That's exactly what I would have done! Unlike a gross infection where there is a possibility of leaving biofilm on the implant, rinsing off an implant w/ antibiotic and/or sterile saline for a non-infected hematoma is really all you need as long as the implant is intact and doesn't have any problems. Your surgeon saved you time and money by not requiring that you buy a new implant or worse yet, leaving the implant out and requiring another surgery. I'd say that he/she is on your side!
The standard treatment would be to remove the hematoma, clean out the pocket and replace the implant you had in. So yes that is a safe treatment.
I am not sure there is any other way to treat your hematoma that to remove the implant. He could have left it out (no reason for that if not treating an infection), or put in a new one (no reason if it was not damaged during surgery). Sounds like a very standard treatment.
is the standard of care and had to be done to allow complete visualization of the pocket and to get the hematoma out and the bleeding stopped. The implants are normally cleaned and soaked in antibiotic solution while it is outside your body.
Yes, replacing the same implant when evacuating an otherwise uncomplicated hematoma is standard practice.
That is the correct thing to do when performing an early reoperation for a hematoma. The implant is usually placed in a sterile bowl with antibiotic containing saline and replaced when the hematoma is removed and the pocket is irrigated.
I am sorry to hear about the competition you experienced. Assuming the breast implant removal and replacement process was handled in a completely sterile fashion, then you received safe and standard care. Best wishes for an outcome that you will be pleased with.
It is normal practice to take your implant to remove the haematoma and clean the pocket and make sure that that there is no sign of bleeding that needs stopping. It is usual to replace the implants after.
There are several reasons to return to the operating room to evacuate a breast augmentation hematoma. If a patient has a hematoma, I take her back to the operating room. We prep the patient the same way we would if we are doing the procedure the first time. Once the incision is opened, if it is necessary to remove the implant to fully evacuate the hematoma we will. Then after irrigating the pocket with antibiotic solution we will replace the implant if its OK. Its pretty standard in the event of a hematoma.

> **Explore the material**
A. Summarize the surgeons' replies on reusing a breast implant after hematoma removal in two sentences.
B. Reproduce word for word the stretch of the surgeons' replies from "The standard treatment" through "is standard practice.".
The rows that follow are separate material, unrelated to the surgeons' replies.

> **Records shown**
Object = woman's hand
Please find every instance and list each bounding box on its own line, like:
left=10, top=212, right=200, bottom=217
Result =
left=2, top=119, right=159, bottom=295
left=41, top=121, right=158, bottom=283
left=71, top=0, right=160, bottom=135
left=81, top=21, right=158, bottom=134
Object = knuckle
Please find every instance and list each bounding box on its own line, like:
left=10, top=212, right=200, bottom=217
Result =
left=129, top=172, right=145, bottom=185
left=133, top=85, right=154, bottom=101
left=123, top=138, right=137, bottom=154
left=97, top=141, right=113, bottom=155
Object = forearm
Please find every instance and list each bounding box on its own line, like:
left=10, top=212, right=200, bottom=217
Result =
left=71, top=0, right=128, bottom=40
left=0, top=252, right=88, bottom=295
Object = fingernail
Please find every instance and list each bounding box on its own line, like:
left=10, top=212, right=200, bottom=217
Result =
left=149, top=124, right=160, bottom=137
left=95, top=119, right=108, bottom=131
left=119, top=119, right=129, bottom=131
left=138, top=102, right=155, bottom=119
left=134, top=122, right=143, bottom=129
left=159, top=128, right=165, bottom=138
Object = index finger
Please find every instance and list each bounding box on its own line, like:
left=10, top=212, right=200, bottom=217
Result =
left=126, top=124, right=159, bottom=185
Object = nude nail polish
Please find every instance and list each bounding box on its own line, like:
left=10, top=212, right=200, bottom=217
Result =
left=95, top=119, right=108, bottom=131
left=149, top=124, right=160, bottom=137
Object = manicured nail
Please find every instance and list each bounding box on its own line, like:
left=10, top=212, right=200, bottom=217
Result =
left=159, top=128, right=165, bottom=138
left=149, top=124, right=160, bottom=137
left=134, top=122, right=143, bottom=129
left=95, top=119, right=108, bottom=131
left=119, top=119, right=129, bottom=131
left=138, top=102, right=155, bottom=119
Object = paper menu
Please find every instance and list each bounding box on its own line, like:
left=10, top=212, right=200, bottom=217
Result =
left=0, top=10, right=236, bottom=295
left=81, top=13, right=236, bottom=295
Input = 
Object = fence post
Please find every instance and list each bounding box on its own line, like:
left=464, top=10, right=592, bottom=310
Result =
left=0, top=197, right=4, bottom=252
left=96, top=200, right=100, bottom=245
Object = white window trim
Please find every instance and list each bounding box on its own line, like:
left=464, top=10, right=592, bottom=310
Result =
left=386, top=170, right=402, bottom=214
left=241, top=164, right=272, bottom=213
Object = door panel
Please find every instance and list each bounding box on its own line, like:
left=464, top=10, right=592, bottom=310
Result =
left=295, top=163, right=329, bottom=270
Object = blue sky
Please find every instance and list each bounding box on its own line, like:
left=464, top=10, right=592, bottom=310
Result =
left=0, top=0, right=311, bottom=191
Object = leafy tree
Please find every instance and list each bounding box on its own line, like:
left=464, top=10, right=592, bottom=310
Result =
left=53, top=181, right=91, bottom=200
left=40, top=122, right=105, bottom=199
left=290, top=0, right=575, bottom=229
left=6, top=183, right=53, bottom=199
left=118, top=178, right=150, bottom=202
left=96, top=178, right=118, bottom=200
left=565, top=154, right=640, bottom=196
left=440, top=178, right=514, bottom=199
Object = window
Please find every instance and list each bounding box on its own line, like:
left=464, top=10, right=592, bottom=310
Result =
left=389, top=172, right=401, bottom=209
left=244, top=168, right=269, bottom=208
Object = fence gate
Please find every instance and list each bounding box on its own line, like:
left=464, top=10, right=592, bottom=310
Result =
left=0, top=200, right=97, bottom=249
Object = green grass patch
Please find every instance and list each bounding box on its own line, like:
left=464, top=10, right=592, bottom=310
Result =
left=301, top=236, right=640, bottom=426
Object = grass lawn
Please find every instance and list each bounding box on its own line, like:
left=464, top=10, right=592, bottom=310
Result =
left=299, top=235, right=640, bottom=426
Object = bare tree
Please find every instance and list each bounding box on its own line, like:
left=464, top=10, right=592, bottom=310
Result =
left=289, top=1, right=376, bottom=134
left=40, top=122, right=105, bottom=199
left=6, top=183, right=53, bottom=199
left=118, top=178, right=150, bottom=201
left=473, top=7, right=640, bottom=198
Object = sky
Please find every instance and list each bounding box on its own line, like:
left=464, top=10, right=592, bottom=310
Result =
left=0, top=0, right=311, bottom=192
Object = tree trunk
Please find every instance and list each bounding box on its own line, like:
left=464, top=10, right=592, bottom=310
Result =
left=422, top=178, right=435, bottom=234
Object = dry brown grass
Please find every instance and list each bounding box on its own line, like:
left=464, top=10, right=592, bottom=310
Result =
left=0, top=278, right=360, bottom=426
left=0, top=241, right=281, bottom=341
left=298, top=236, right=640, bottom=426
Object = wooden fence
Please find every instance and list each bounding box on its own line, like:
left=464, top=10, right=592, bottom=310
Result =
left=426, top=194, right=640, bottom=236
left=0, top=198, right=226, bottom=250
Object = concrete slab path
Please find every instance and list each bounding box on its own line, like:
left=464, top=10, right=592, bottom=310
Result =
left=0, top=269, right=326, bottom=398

> **Answer set**
A. The replies agree that taking the implant out to evacuate a hematoma, cleaning or irrigating the pocket, and then putting the same implant back is standard and safe treatment. While outside the body the implant is usually rinsed or soaked in antibiotic solution or sterile saline, and leaving it out or using a new one would only be called for with infection or damage to the implant.

B.
The standard treatment would be to remove the hematoma, clean out the pocket and replace the implant you had in. So yes that is a safe treatment.
I am not sure there is any other way to treat your hematoma that to remove the implant. He could have left it out (no reason for that if not treating an infection), or put in a new one (no reason if it was not damaged during surgery). Sounds like a very standard treatment.
is the standard of care and had to be done to allow complete visualization of the pocket and to get the hematoma out and the bleeding stopped. The implants are normally cleaned and soaked in antibiotic solution while it is outside your body.
Yes, replacing the same implant when evacuating an otherwise uncomplicated hematoma is standard practice.